STATED TASK: Quote the items below verbatim, from the line with "Please locate the round white" to the line with "column 320, row 249", including both of those lines.

━━━━

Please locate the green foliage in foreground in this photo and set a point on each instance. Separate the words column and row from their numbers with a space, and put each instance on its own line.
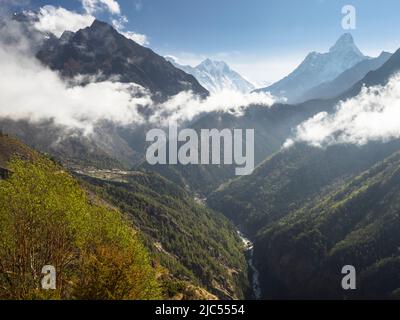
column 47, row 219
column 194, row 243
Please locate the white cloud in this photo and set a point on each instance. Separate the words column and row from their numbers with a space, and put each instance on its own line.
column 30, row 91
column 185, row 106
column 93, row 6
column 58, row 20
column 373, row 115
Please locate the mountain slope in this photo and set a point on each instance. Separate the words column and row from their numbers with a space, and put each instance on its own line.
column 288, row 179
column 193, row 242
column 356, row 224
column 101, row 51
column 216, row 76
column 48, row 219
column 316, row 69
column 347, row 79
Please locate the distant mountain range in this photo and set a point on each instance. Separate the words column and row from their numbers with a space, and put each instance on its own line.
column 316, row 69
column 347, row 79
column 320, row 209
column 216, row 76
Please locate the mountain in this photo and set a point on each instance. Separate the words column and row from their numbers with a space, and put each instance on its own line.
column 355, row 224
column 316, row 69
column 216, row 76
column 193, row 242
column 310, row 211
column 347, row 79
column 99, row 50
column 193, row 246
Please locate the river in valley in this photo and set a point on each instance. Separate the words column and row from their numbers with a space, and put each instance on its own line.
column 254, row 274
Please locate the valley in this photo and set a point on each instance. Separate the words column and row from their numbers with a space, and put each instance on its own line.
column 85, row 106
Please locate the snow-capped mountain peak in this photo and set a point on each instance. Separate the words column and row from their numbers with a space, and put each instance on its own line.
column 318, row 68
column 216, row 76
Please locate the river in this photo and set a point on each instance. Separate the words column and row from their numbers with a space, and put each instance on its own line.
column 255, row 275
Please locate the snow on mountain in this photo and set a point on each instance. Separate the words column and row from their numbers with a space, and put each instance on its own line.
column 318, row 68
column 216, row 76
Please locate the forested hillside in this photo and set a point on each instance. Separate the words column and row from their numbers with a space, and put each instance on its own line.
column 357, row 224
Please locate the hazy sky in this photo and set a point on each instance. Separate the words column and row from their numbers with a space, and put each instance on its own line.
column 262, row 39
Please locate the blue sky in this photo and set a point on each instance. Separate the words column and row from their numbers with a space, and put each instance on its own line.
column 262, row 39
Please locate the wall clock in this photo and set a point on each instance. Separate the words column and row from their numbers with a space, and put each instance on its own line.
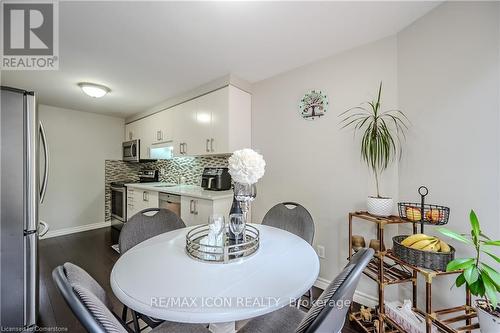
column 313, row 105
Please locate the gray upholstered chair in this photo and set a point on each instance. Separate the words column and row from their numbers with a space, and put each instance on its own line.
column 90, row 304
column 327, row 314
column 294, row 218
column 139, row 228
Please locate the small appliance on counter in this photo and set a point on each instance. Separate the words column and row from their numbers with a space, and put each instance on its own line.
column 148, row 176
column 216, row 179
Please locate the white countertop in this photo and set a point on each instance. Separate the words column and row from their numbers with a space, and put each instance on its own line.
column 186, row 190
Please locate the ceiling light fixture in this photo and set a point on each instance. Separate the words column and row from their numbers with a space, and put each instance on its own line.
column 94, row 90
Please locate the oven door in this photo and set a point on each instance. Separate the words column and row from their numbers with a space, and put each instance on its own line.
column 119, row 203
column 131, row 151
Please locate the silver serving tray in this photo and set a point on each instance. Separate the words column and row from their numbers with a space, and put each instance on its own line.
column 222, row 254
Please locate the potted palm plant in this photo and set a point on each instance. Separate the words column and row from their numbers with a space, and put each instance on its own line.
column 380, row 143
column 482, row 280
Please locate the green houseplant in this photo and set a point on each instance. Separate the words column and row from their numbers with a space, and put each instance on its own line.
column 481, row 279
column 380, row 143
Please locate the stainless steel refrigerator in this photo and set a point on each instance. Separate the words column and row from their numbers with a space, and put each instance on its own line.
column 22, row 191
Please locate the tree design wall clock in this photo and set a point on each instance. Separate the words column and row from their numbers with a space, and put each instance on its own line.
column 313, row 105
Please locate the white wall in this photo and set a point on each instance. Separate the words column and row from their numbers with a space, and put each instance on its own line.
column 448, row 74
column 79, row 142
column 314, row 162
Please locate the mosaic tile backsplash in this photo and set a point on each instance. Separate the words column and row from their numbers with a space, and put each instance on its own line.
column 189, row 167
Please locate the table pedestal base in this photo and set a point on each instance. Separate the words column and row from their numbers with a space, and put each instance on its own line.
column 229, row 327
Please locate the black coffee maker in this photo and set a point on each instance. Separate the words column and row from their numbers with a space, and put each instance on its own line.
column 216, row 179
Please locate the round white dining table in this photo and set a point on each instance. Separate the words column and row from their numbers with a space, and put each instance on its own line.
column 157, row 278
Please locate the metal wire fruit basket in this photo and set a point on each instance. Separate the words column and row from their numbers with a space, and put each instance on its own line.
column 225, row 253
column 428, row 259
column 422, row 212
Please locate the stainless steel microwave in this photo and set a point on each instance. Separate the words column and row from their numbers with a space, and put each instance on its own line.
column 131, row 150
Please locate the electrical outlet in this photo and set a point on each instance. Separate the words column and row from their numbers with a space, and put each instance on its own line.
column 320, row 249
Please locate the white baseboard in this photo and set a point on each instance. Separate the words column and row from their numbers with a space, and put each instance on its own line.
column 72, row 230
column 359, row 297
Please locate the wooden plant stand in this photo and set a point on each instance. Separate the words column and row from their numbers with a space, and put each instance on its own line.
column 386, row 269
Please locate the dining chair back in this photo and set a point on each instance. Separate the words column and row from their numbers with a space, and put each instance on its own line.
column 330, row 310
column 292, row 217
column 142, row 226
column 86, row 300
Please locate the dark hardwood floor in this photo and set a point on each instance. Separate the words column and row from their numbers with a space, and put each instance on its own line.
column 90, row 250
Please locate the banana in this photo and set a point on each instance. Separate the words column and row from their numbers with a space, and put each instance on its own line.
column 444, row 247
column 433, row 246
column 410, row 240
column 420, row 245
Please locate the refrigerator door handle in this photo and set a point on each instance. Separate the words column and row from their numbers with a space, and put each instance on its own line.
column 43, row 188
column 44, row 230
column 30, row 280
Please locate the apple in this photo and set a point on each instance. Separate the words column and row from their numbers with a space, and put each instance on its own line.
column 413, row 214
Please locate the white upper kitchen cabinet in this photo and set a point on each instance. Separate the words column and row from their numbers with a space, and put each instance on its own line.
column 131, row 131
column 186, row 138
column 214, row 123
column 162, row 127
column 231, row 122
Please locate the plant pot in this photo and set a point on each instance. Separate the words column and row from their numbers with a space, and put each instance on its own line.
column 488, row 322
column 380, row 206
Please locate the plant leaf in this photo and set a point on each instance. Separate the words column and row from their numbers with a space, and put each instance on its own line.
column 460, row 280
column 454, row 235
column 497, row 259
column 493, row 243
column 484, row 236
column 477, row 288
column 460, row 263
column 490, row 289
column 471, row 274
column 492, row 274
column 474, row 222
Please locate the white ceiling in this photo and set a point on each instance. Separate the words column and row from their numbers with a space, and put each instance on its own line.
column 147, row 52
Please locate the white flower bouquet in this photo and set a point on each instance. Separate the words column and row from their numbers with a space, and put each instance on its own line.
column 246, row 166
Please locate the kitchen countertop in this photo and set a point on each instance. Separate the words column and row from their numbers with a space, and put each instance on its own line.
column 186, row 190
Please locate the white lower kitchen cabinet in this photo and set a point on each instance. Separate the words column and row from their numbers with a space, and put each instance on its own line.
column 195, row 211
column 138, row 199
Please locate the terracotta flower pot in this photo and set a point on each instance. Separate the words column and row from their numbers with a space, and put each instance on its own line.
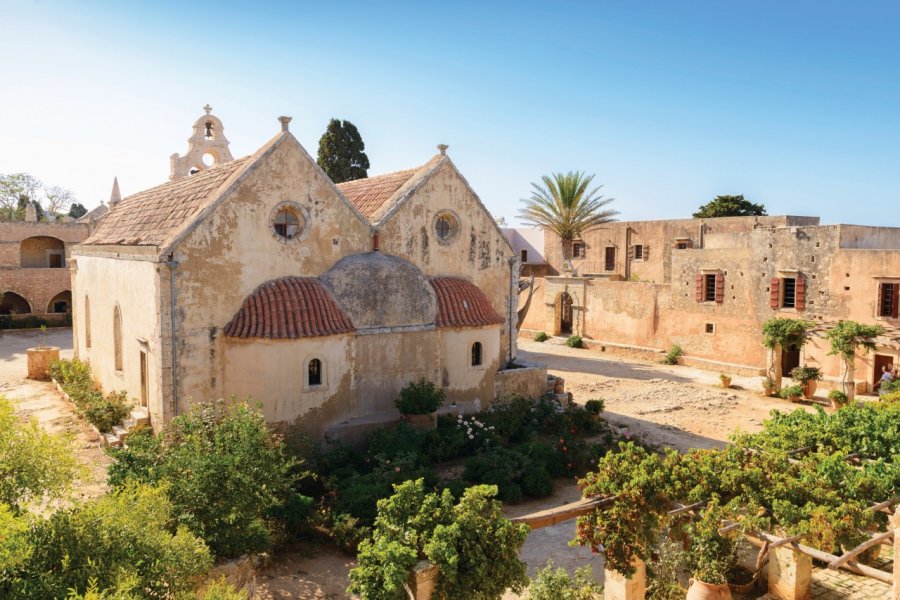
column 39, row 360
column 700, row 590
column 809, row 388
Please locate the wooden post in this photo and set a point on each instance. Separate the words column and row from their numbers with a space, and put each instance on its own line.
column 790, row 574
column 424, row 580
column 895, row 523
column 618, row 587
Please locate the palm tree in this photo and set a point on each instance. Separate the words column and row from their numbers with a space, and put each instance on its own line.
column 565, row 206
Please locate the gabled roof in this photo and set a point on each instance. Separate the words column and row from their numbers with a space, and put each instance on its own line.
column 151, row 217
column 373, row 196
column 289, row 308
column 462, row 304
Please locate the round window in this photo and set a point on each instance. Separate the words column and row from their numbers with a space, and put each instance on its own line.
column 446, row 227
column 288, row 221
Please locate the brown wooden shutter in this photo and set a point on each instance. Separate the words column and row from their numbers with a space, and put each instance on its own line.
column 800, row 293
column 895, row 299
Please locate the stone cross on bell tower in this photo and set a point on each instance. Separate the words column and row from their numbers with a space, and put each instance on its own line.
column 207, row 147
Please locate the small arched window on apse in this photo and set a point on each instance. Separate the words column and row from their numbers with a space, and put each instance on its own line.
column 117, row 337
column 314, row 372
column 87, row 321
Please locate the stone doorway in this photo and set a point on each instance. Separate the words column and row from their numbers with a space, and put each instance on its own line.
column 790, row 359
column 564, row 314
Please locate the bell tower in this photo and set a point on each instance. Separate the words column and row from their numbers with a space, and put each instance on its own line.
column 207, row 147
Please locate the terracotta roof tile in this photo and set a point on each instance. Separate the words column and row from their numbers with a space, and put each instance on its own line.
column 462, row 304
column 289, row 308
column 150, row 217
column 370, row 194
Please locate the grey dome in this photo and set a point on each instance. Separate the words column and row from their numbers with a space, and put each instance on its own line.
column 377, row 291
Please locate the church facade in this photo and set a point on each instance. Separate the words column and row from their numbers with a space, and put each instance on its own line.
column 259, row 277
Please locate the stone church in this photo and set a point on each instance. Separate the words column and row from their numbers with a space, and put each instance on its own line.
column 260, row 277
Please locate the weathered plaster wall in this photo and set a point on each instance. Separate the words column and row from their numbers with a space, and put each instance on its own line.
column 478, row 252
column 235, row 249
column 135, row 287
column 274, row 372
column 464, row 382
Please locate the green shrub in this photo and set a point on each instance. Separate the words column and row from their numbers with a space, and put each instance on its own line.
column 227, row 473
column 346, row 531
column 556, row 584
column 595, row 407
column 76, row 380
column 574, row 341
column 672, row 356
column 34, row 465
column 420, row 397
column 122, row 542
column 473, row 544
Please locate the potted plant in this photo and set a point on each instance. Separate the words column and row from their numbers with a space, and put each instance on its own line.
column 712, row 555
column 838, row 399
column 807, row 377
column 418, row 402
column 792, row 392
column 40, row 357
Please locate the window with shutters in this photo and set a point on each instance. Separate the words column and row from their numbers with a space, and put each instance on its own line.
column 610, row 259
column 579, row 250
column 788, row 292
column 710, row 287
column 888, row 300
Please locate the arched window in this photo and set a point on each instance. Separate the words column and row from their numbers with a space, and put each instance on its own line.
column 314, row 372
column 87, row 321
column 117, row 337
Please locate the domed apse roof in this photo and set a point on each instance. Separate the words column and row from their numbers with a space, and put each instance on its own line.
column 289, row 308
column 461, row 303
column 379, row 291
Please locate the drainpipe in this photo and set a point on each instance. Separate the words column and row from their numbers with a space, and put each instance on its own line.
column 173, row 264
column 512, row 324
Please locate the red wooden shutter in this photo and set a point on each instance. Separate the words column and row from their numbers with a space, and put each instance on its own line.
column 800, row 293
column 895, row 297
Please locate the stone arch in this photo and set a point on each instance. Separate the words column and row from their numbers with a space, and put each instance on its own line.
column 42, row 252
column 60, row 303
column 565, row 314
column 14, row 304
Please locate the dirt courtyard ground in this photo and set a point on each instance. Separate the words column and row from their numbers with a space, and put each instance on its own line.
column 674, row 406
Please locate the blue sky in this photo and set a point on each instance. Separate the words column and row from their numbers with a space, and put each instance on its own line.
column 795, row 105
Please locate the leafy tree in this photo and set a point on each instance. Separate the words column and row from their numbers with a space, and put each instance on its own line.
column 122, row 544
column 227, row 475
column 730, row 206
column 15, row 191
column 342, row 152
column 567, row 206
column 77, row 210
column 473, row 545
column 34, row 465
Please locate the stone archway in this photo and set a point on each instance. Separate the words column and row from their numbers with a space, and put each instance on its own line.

━━━━

OUTPUT OF THE EXERCISE:
Please locate the round white dining table in this photo and set a point on each instance. Separate the words column and row from their numbers with a space, and put each instance on its own line.
column 157, row 278
Please locate the metal wire fruit basket in this photo and set a point on each instance. Separate the words column and row from their numbers with a space, and put each instance on its own line.
column 225, row 253
column 428, row 259
column 422, row 212
Please locate the stainless steel microwave in this photo and set a point on each instance. Separate the words column and row from their numbers with a space, and put each instance on its own line.
column 131, row 150
Please locate the electrical outlet in this photo and set a point on each instance. Separate the words column and row from their numbers with a space, and put each instance on its own line.
column 320, row 249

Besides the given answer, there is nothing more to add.